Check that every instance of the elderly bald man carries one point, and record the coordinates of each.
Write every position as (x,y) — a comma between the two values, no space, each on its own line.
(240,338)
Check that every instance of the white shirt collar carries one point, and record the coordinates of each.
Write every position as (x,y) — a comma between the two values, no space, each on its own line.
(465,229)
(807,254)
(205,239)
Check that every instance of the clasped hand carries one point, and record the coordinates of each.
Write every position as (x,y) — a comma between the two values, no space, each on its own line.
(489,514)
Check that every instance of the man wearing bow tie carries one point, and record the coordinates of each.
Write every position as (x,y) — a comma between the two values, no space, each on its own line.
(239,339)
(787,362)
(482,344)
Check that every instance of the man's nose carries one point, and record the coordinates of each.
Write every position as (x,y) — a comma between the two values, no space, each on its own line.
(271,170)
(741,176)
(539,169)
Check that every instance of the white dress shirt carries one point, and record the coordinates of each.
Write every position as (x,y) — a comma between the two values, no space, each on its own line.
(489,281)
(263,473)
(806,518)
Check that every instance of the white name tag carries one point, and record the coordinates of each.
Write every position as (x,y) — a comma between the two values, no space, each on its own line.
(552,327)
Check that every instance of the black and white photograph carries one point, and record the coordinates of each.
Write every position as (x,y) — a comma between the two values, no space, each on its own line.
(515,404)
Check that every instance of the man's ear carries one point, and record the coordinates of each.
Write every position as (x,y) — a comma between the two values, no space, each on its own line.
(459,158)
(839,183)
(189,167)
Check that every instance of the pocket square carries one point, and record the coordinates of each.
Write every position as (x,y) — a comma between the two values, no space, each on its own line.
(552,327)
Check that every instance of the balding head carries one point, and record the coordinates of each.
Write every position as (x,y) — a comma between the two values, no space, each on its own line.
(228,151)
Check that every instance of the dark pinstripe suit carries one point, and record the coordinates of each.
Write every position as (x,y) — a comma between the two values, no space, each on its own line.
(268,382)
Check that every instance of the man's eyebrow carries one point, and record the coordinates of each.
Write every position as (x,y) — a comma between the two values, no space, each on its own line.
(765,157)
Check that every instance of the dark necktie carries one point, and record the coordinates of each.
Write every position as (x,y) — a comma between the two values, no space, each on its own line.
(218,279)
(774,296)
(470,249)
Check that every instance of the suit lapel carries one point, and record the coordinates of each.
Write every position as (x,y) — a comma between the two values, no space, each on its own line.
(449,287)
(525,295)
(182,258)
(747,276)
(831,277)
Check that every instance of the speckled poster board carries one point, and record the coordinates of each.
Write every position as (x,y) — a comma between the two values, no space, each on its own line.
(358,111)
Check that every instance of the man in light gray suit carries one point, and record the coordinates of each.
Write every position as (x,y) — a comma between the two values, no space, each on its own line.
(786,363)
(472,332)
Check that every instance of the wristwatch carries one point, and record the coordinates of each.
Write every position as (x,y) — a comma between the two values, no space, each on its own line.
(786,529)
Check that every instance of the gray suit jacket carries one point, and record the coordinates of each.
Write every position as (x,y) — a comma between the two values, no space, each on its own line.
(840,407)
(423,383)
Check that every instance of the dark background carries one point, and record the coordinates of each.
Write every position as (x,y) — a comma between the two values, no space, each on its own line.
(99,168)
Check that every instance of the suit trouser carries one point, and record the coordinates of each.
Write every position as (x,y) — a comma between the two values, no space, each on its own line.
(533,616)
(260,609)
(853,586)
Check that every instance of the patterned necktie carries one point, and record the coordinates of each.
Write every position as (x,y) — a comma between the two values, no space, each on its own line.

-=-=-

▶ _TASK STATEMENT_: Set down each entry again, unchanged.

▶ _OUTPUT BELOW_:
Check that every instance of the elderly bald man carries one point, and record the coordinates of each.
Write every position as (x,y) — a comma between the two values, no space, each on its own line.
(240,338)
Check that every instance of the white shirt collar carries one point, and record the coordinates of each.
Write every position as (x,y) — a comma between the two values, no space, each on its own line.
(465,229)
(807,254)
(205,239)
Check that every instance of the clasped hand carries one point, and record the coordinates of each.
Write every position as (x,y) — a comma between the two values, no space, each on its own line.
(489,514)
Check that every instance of the man wearing bow tie carries one point, and record the coordinates of each.
Write every position as (x,y) — a comma between the two values, no space, each on its own line.
(239,339)
(787,362)
(482,344)
Check that every instance of the man's nose carries one point, and record the coordinates of each.
Write every position as (x,y) — a comma between the two values, no space, each on its own line.
(271,170)
(741,176)
(539,169)
Check that every instance of the white dress shirt carries one point, and record the coordinates of each.
Write every position as (x,y) — a comma between the two values, no space, each on its own line.
(489,281)
(263,473)
(806,518)
Check that every instance of the white name tag carries one point, and record the coordinates of each.
Write every position as (x,y) — a comma between the two values, no space, each on its own line.
(552,327)
Check that every instance of the black and white photograph carries one point, and record the coordinates of each.
Write every position as (x,y) — a comma between the two values, no space, each on its own line.
(515,404)
Check that every instance of the man's ear carries one point, and record the coordinates of each.
Write every position as (x,y) — a comma between the two values, no space, each on its own line.
(459,158)
(839,183)
(189,167)
Check that every instance of the pocket square carries one point, and record the coordinates of each.
Write every position as (x,y) — a comma between the two values, no space, each on its own line.
(552,327)
Check that every instance of the balding head carries one point, and record the coordinates of each.
Write every position as (x,y) — a comma between the two values, no space, each on its own line.
(228,151)
Check that every instance of the dark pinstripe suit carries one point, and record the coordinates of each.
Write every position as (x,y) — a comma between the two values, no space, each on its own line.
(268,382)
Check that every instance of the man's eyebrow carries one point, and record the coordinates of each.
Write every position as (x,y) — a comma between the two values, no space, each on its own line.
(765,157)
Check that every instance of the dark necktie carries one point, and record the coordinates of each.
Write every position as (x,y) — a comma between the two values, no space, each on its own line.
(218,279)
(774,296)
(470,249)
Check that every instance of the suit lapel carries one point, and record the coordinates of each.
Write every position as (x,y) — a comma between the two values, no space, each on its own line.
(449,287)
(525,295)
(182,258)
(747,276)
(831,277)
Check that every instance of the speckled poster board carries one point, and record the coordinates of each.
Write every position as (x,y) — a comma between the two values, no space, each on its own line.
(358,111)
Check that every instance of the man in light gray suit carries one point, and record the coordinates of each.
Write every position as (x,y) — a comma between the two values, no space, each on its own line.
(786,363)
(472,332)
Check that every instance of the wristwatch carries one point, and record the coordinates of each.
Write every position as (x,y) — a comma between the two values, no space, each on its own line.
(786,529)
Check that every instance of the gray suit jacket carries one point, and record the coordinates of each.
Write every position as (x,y) — a comma between the two values, no space, each on its own line.
(840,407)
(423,383)
Check that every instance of the dark background carries one point, and record the coordinates of each.
Write every position as (x,y) — a comma between the two values, no space, each on its own line.
(99,168)
Check that every instance of the suit trouser carries one point, and record the coordinates of each.
Write every position as (x,y) — a comma between the two values, no space, each on its own line.
(533,616)
(260,609)
(853,586)
Check that every instance of the patterned necktie carries one point, and record the coordinates of each.
Write every position as (x,y) — a comma between the two values, no space, each on its own line.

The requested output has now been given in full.